++++ Information given ++++
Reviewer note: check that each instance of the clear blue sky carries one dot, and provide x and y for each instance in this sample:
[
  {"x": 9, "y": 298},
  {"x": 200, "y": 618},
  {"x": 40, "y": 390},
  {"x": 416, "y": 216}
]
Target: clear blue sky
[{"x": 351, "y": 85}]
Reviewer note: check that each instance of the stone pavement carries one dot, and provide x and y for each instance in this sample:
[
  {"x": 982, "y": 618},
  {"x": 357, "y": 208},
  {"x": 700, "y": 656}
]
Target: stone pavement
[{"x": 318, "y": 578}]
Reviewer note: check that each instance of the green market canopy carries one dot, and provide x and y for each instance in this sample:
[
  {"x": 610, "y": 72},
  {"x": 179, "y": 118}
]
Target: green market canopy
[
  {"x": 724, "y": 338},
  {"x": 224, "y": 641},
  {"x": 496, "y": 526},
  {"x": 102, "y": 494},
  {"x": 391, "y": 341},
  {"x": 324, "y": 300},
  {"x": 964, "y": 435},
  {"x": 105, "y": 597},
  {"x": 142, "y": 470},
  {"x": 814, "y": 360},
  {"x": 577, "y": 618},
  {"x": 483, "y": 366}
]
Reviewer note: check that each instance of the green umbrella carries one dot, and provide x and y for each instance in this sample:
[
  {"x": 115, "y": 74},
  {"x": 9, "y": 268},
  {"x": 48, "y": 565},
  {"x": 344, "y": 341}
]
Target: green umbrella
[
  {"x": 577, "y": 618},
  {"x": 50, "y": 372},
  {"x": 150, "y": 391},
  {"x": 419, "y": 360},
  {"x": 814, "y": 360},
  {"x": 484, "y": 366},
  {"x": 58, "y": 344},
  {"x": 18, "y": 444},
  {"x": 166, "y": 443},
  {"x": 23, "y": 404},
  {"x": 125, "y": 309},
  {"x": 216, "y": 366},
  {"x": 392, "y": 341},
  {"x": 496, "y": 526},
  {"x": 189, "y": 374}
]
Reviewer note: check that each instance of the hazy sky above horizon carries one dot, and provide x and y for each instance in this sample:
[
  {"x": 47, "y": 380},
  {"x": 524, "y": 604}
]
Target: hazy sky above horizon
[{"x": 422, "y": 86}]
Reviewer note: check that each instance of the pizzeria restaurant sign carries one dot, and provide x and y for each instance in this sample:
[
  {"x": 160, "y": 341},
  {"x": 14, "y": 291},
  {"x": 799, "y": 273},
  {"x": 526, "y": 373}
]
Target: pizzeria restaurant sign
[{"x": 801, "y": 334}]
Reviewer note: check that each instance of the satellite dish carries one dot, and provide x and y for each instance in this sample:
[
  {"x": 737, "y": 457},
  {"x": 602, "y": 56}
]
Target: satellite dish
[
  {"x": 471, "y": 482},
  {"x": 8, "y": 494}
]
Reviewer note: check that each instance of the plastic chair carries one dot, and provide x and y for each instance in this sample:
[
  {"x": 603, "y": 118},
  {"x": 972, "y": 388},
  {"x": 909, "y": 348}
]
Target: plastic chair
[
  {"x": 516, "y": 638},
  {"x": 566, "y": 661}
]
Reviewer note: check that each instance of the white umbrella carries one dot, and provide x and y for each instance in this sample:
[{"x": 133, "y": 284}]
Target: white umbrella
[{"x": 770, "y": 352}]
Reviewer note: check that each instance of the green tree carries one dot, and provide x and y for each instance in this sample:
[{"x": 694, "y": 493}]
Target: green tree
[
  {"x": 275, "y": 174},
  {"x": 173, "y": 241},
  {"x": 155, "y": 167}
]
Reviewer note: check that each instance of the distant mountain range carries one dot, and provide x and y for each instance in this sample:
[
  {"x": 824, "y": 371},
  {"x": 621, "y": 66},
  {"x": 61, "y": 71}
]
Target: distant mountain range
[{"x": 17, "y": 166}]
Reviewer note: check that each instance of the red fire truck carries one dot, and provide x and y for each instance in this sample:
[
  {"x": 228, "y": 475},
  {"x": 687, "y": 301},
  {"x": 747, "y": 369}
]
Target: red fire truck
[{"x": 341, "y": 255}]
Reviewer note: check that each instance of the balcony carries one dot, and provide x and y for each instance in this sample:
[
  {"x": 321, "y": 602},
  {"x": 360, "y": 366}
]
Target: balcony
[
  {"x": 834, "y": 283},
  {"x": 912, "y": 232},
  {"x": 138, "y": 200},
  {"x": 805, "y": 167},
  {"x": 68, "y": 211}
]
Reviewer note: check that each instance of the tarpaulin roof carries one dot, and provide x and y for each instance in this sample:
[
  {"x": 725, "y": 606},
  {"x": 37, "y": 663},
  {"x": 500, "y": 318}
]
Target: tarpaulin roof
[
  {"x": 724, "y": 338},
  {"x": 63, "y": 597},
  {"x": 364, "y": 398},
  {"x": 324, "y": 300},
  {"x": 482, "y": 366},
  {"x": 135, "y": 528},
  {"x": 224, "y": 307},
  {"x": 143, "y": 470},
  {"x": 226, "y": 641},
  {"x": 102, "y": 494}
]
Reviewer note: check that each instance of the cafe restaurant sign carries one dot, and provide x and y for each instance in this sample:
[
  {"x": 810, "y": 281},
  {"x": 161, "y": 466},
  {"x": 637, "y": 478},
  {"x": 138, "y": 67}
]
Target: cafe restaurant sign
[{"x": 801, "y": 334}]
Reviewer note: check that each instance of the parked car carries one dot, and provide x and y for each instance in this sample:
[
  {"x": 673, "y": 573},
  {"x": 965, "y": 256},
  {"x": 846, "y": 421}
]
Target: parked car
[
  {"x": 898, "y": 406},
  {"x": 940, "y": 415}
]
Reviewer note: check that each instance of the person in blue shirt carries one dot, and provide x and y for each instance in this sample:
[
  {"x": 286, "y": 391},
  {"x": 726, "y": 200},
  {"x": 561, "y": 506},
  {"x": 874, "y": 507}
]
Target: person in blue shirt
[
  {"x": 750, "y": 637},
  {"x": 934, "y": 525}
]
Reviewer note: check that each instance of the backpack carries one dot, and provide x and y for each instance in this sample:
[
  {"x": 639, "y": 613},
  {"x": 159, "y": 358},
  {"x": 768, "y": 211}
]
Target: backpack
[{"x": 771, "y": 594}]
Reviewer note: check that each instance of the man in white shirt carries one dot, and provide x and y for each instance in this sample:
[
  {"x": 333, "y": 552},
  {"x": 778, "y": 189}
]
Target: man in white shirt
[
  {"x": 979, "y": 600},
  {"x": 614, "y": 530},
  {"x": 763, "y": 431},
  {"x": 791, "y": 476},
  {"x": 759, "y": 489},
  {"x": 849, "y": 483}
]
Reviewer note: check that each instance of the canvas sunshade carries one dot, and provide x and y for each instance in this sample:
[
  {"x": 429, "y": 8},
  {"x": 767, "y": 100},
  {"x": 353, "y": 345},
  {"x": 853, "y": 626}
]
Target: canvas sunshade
++++
### About this exercise
When a line of the records includes "sunshade", that line belongs in the answer.

### Finished exercise
Reviewer note: check that each instance of the canvas sunshade carries one dot, and provide x and y for each instance in this sample:
Target: canvas sunshade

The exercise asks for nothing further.